## Quoted text

My take on QCon London 2012


I was lucky enough to be sent to the QCon conference in London together with two colleagues.

The reason I wanted to go to this conference was mainly due to the agenda being very closely tied to what I was then working on for our client.

The schedule of talks seemed to be very closely tied to distributed large-scale computing and large data-stores, which is exactly what I was working on at the time.

The conference proved to be entirely different to what I anticipated, and instead, the main take away was more on the lines of proper process management, planning failure, the correct use of agile, and emerging technologies as a result of the above.

Unfortunately, the talks from Twitter, LinkedIn and Facebook, left much to be desired.  It was more a showcase of what they have achieved, and not ‘how’ they achieved it.  So I am not going to focus on these.

Instead, my main focus points, based on the streams that drew me, are going to be as follows:

  • Agile
  • Architecture
  • Failure

Agile

There was a lot of talk on agile, and being a process-inclined person, I was drawn to these talks.  The theme though was common among all the speakers; they all seemed to have met up for a quick beer before the conference and agreed to say the same thing.  It also happens to be what I believe a truly agile process to be, so I am going to write things from my point of view as reinforced by the talks I attended.

When we talk about agile, most people think of one of the frameworks, be it SCRUM, XP, Kanban, or any mix and adaptation of these.

Sometimes, you hear people gloating and saying stuff like ‘we have managed to change our process to agile from the original waterfall approach, and everyone is happy’

So what is wrong in this statement?

The problem here is that it is being said that they managed to ‘change our process to agile’.

## Entries supplied
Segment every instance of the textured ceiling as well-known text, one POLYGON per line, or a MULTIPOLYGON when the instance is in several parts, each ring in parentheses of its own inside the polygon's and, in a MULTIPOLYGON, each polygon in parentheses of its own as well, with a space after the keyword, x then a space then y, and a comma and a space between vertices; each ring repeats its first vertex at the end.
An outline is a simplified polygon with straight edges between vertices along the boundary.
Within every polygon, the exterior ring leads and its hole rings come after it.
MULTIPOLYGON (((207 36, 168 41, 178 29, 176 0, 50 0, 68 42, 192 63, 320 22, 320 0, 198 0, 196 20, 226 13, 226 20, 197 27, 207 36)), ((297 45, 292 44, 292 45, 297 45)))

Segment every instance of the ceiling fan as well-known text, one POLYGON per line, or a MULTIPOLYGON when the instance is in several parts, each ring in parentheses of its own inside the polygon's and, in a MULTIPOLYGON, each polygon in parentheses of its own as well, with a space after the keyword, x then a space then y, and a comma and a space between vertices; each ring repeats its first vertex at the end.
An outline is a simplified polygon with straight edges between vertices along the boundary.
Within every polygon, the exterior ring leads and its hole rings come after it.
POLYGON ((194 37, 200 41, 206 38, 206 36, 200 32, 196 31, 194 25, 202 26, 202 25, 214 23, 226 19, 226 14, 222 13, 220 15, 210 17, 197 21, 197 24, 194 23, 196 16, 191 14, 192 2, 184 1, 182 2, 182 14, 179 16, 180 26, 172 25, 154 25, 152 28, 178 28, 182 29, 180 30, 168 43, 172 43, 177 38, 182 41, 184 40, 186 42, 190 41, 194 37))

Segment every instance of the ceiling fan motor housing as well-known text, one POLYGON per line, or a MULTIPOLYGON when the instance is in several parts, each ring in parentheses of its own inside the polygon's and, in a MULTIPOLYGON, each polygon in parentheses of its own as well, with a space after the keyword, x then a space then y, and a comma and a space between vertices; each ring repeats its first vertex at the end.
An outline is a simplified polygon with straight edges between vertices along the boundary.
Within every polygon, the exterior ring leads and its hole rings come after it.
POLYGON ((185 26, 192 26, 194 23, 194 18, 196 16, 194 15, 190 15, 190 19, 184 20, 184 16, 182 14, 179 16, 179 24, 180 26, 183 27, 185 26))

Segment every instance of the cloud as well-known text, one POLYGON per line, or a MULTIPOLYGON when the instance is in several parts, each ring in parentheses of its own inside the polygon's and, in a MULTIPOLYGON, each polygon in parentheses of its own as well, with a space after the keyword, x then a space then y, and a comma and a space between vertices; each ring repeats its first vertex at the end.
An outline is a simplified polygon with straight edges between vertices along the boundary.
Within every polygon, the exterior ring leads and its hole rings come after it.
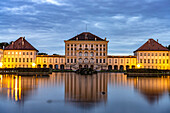
POLYGON ((31 2, 35 2, 37 4, 47 3, 47 4, 57 5, 57 6, 68 5, 61 0, 31 0, 31 2))
POLYGON ((16 15, 36 15, 39 11, 36 11, 33 6, 22 5, 18 7, 3 7, 0 9, 1 13, 11 13, 16 15))

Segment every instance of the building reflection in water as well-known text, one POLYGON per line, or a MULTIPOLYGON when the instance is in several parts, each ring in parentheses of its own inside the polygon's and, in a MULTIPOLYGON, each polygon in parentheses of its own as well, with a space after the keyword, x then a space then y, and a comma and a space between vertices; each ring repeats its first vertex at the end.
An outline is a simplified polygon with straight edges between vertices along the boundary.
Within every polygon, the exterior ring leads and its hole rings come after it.
POLYGON ((87 104, 107 101, 108 76, 106 74, 83 76, 74 73, 65 77, 65 100, 87 104))
MULTIPOLYGON (((50 77, 21 77, 0 75, 0 95, 9 100, 24 102, 38 88, 64 86, 65 101, 71 103, 107 102, 108 86, 134 88, 151 104, 170 92, 170 77, 127 78, 123 73, 98 73, 81 76, 75 73, 53 73, 50 77), (102 93, 104 92, 104 93, 102 93)), ((109 89, 112 90, 112 89, 109 89)), ((116 90, 115 90, 116 91, 116 90)), ((1 97, 2 97, 1 96, 1 97)))

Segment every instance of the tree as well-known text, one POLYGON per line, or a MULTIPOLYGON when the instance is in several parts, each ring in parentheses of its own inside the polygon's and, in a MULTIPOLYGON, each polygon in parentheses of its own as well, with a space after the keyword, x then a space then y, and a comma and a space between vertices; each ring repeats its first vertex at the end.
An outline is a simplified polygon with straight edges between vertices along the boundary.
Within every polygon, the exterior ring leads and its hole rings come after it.
POLYGON ((48 55, 47 53, 38 53, 38 55, 48 55))
POLYGON ((53 55, 58 55, 58 54, 53 54, 53 55))
POLYGON ((1 43, 0 43, 0 48, 3 49, 3 47, 6 47, 6 46, 8 46, 8 45, 9 45, 8 42, 1 42, 1 43))
POLYGON ((169 46, 166 46, 166 48, 170 50, 170 45, 169 45, 169 46))

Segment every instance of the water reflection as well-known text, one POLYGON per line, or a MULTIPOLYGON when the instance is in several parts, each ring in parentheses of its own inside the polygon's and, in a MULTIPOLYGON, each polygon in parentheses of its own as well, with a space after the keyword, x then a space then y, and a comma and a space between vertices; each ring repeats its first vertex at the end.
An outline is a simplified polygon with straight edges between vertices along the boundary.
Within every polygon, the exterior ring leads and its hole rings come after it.
POLYGON ((16 102, 24 102, 29 96, 38 95, 36 93, 38 89, 60 86, 64 88, 65 102, 68 103, 83 105, 106 103, 108 96, 112 96, 108 95, 108 90, 116 87, 128 87, 135 89, 148 103, 153 104, 158 102, 164 94, 170 92, 170 77, 127 78, 122 73, 99 73, 93 76, 53 73, 50 77, 39 78, 0 75, 1 98, 16 102))

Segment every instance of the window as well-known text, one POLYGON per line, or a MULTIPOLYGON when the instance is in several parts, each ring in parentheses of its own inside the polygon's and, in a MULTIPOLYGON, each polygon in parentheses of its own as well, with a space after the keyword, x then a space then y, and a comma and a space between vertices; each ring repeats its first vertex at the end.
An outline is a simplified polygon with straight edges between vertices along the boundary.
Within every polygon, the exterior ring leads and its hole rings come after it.
POLYGON ((96 53, 96 56, 98 56, 98 53, 96 53))
POLYGON ((109 59, 109 63, 111 63, 111 59, 109 59))
POLYGON ((88 53, 87 53, 87 52, 85 52, 85 56, 88 56, 88 53))
POLYGON ((148 63, 150 63, 150 59, 148 59, 148 63))
POLYGON ((154 63, 154 59, 152 59, 152 64, 154 63))
POLYGON ((102 59, 100 59, 100 63, 102 63, 102 59))
POLYGON ((98 63, 98 59, 96 59, 96 63, 98 63))
POLYGON ((79 52, 79 56, 82 56, 82 52, 79 52))
POLYGON ((91 52, 90 56, 94 56, 93 52, 91 52))
POLYGON ((146 63, 146 59, 144 59, 144 63, 146 63))
POLYGON ((115 63, 117 63, 117 59, 115 59, 115 63))
POLYGON ((140 63, 142 63, 142 59, 140 59, 140 63))
POLYGON ((105 59, 103 59, 103 63, 105 63, 105 59))

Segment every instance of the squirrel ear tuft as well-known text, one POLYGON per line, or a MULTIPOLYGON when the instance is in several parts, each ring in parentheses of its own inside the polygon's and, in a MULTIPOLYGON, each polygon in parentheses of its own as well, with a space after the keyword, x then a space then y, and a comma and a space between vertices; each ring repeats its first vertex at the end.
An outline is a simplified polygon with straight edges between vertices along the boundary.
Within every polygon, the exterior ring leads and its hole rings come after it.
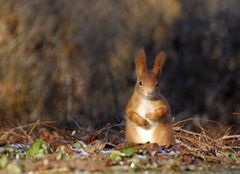
POLYGON ((135 64, 137 77, 139 77, 140 75, 147 71, 147 60, 143 48, 138 51, 135 59, 135 64))
POLYGON ((167 57, 167 54, 165 51, 160 51, 157 54, 153 68, 152 68, 152 72, 155 76, 158 76, 160 74, 160 72, 162 71, 162 67, 166 60, 166 57, 167 57))

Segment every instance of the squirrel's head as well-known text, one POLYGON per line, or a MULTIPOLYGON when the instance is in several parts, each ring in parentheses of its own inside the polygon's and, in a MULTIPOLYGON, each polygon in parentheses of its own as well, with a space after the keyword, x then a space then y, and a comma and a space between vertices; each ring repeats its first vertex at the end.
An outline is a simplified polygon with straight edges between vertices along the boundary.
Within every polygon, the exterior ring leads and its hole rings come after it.
POLYGON ((153 68, 147 69, 146 55, 143 49, 141 49, 136 56, 136 75, 137 82, 135 85, 135 91, 146 99, 154 100, 159 98, 159 84, 158 76, 161 73, 162 66, 166 59, 166 53, 161 51, 157 54, 153 68))

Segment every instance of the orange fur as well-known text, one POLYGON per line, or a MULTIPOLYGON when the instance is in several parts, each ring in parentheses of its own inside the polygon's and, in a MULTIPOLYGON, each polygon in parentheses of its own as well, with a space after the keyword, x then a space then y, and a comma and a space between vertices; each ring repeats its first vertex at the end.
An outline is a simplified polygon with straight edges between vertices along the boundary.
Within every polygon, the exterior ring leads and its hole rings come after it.
POLYGON ((165 58, 166 53, 160 52, 149 71, 144 50, 141 49, 136 56, 137 83, 125 109, 127 142, 174 143, 170 107, 160 94, 157 81, 165 58))

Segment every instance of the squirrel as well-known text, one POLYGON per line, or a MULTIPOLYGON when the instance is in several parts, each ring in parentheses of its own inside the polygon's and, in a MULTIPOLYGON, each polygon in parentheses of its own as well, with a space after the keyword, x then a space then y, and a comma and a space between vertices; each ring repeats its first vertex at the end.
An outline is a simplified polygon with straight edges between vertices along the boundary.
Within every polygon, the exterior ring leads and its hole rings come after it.
POLYGON ((157 77, 167 55, 157 54, 153 68, 147 69, 146 55, 141 49, 135 59, 137 82, 125 108, 125 138, 128 143, 157 143, 170 146, 175 143, 170 106, 161 95, 157 77))

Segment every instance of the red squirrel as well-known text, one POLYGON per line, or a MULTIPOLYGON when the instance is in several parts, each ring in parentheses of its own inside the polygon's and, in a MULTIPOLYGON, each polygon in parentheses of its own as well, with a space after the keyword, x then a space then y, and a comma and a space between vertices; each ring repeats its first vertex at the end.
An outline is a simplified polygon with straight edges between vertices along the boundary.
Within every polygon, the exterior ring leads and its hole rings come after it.
POLYGON ((128 143, 150 142, 166 146, 175 143, 170 107, 160 93, 157 80, 165 59, 166 53, 159 52, 153 68, 148 70, 144 50, 137 53, 137 82, 125 109, 125 136, 128 143))

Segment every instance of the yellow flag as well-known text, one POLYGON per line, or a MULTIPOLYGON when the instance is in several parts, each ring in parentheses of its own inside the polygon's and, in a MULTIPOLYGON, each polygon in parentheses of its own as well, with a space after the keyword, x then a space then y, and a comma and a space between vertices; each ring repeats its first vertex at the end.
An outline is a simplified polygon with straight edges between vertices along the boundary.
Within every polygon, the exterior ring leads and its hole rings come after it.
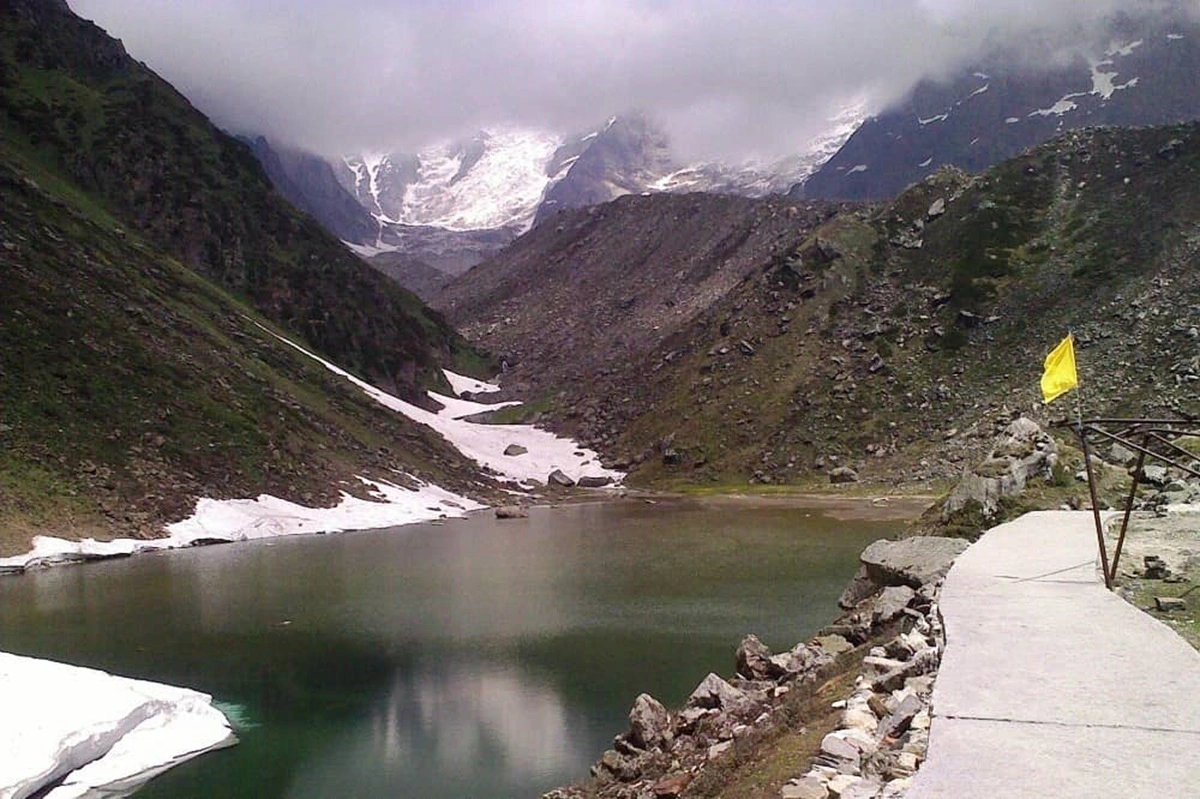
POLYGON ((1045 372, 1042 373, 1042 397, 1054 402, 1079 385, 1075 374, 1075 347, 1070 336, 1046 355, 1045 372))

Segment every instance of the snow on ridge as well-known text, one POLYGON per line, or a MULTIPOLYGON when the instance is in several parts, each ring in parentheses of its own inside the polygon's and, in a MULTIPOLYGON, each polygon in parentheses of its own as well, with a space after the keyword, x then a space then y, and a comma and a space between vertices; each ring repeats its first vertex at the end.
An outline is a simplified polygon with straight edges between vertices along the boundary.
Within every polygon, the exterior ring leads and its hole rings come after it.
POLYGON ((500 390, 500 386, 494 383, 485 383, 484 380, 476 380, 475 378, 467 377, 464 374, 456 374, 450 370, 442 370, 442 374, 445 376, 446 382, 450 383, 450 389, 457 394, 496 394, 500 390))
POLYGON ((454 144, 426 148, 419 180, 404 191, 398 224, 480 230, 533 223, 550 176, 546 169, 562 144, 558 136, 515 127, 486 131, 479 161, 464 173, 454 144))
MULTIPOLYGON (((282 336, 274 332, 271 335, 288 347, 313 359, 330 372, 359 386, 367 396, 385 408, 390 408, 420 425, 432 428, 455 449, 480 465, 493 469, 511 480, 521 483, 530 481, 546 482, 546 479, 556 469, 562 470, 563 474, 576 481, 580 477, 589 476, 608 477, 613 482, 619 482, 624 476, 620 471, 604 468, 600 464, 600 456, 595 451, 584 449, 571 439, 559 438, 548 431, 538 429, 533 425, 481 425, 462 419, 452 419, 451 415, 455 411, 450 410, 450 413, 446 413, 446 408, 443 408, 440 413, 431 413, 409 402, 404 402, 400 397, 395 397, 366 380, 360 380, 346 370, 330 364, 282 336), (527 452, 520 456, 504 455, 504 451, 511 444, 526 447, 527 452)), ((438 397, 434 396, 433 398, 437 400, 438 397)), ((498 405, 476 403, 478 410, 496 407, 498 405)), ((478 413, 478 410, 472 413, 478 413)))
POLYGON ((212 697, 0 653, 0 795, 127 795, 163 770, 236 743, 212 697), (114 793, 119 792, 119 793, 114 793))

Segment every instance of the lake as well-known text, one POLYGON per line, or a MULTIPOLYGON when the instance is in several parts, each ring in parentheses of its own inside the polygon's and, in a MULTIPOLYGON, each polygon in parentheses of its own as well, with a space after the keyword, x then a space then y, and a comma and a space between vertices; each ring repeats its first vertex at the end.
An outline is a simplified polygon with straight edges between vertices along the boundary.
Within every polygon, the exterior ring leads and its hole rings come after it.
POLYGON ((536 797, 634 698, 836 613, 899 522, 624 500, 137 555, 0 579, 0 649, 211 693, 240 743, 138 797, 536 797))

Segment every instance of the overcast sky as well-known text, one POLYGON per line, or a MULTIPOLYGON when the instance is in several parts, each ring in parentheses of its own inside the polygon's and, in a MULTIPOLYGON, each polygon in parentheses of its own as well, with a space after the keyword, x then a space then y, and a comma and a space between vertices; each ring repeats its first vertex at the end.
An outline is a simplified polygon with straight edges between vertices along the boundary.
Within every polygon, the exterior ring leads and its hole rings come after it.
MULTIPOLYGON (((1062 56, 1162 0, 68 0, 217 124, 338 155, 640 108, 682 152, 794 152, 985 43, 1062 56)), ((1187 0, 1194 7, 1196 0, 1187 0)))

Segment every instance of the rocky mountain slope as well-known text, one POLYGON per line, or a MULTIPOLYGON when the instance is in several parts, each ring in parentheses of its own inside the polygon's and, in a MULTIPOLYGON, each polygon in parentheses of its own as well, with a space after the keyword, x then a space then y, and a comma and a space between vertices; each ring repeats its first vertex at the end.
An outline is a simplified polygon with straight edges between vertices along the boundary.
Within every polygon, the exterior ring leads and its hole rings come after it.
POLYGON ((1200 116, 1200 25, 1180 16, 1118 16, 1073 43, 1061 64, 1010 52, 924 80, 866 120, 798 196, 884 199, 944 166, 979 173, 1057 133, 1200 116))
POLYGON ((0 62, 13 146, 347 368, 415 397, 461 347, 275 193, 244 144, 65 2, 0 6, 0 62))
POLYGON ((864 115, 863 103, 848 103, 826 133, 798 143, 794 156, 742 166, 682 162, 666 134, 638 113, 587 133, 497 127, 416 154, 358 154, 331 164, 262 137, 252 146, 284 196, 364 257, 395 252, 457 275, 560 210, 623 194, 784 193, 835 152, 864 115), (373 227, 347 209, 347 196, 373 227))
POLYGON ((242 139, 288 202, 343 241, 373 241, 379 223, 338 181, 324 158, 272 145, 262 136, 242 139))
POLYGON ((119 42, 0 5, 0 554, 154 535, 197 497, 329 505, 355 475, 492 491, 274 334, 409 391, 464 342, 119 42))
POLYGON ((1068 330, 1090 413, 1200 413, 1198 169, 1195 125, 1090 128, 838 214, 628 197, 443 305, 634 481, 950 477, 1012 414, 1069 410, 1037 388, 1068 330))

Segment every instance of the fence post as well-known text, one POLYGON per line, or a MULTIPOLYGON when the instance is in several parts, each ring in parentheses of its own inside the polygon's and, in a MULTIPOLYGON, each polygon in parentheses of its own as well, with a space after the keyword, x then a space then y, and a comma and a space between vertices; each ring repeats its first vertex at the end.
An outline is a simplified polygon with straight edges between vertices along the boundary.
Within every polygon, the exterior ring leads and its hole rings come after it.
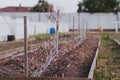
POLYGON ((28 77, 28 41, 27 41, 27 17, 24 16, 24 54, 25 54, 25 76, 28 77))

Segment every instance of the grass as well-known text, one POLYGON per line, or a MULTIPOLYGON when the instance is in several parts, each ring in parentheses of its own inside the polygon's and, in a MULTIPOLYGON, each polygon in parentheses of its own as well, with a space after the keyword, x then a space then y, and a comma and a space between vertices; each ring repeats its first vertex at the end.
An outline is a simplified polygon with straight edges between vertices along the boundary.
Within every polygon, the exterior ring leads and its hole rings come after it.
POLYGON ((101 37, 95 80, 120 80, 120 47, 109 39, 109 35, 104 33, 101 37))

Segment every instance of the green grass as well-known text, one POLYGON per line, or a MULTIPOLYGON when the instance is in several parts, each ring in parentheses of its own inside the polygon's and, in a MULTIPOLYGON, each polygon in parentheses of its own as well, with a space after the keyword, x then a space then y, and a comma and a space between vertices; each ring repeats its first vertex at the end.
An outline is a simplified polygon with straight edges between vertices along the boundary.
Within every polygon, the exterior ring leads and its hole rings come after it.
POLYGON ((47 40, 50 39, 53 35, 52 34, 39 34, 34 36, 36 40, 47 40))
POLYGON ((120 80, 120 46, 110 40, 109 35, 104 33, 101 37, 95 80, 120 80))

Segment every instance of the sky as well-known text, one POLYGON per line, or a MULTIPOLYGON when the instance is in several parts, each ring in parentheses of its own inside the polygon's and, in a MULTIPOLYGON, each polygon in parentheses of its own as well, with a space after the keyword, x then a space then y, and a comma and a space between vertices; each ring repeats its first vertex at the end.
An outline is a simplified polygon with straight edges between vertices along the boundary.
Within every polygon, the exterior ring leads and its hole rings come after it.
MULTIPOLYGON (((78 9, 78 2, 81 0, 46 0, 50 4, 53 4, 55 9, 60 8, 62 12, 69 13, 69 12, 76 12, 78 9)), ((0 0, 0 8, 7 7, 7 6, 28 6, 33 7, 37 4, 38 0, 0 0)))

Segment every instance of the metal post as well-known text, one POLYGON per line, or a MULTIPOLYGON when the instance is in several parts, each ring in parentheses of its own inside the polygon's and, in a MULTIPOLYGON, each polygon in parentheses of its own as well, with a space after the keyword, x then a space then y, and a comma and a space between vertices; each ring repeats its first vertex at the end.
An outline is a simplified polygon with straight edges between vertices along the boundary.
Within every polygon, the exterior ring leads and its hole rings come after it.
POLYGON ((80 13, 78 13, 78 32, 80 32, 80 13))
POLYGON ((24 53, 25 53, 25 76, 28 77, 28 41, 27 41, 27 17, 24 16, 24 53))
POLYGON ((57 11, 57 21, 56 21, 56 23, 57 23, 57 29, 56 29, 56 34, 57 34, 57 36, 56 36, 56 42, 57 42, 57 57, 58 57, 58 38, 59 38, 59 10, 57 11))
POLYGON ((119 16, 118 16, 118 12, 116 13, 116 16, 117 16, 117 22, 118 22, 118 24, 117 24, 117 31, 116 32, 118 32, 118 29, 119 29, 119 16))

## Tasks to complete
**a.** Summarize the QCon London 2012 post in two sentences.
**b.** From the QCon London 2012 post, repeat word for word the part starting with "My take on QCon" and going on through "for our client.".

## Correct answers
**a.** The writer went to QCon London 2012 with two colleagues, expecting talks on distributed large-scale computing and large data-stores, but found the main takeaway was about proper process management, planning failure, the correct use of agile, and emerging technologies. The Twitter, LinkedIn and Facebook talks showed what those companies achieved rather than how, so the writer set them aside to focus on agile, architecture and failure.

**b.**
My take on QCon London 2012


I was lucky enough to be sent to the QCon conference in London together with two colleagues.

The reason I wanted to go to this conference was mainly due to the agenda being very closely tied to what I was then working on for our client.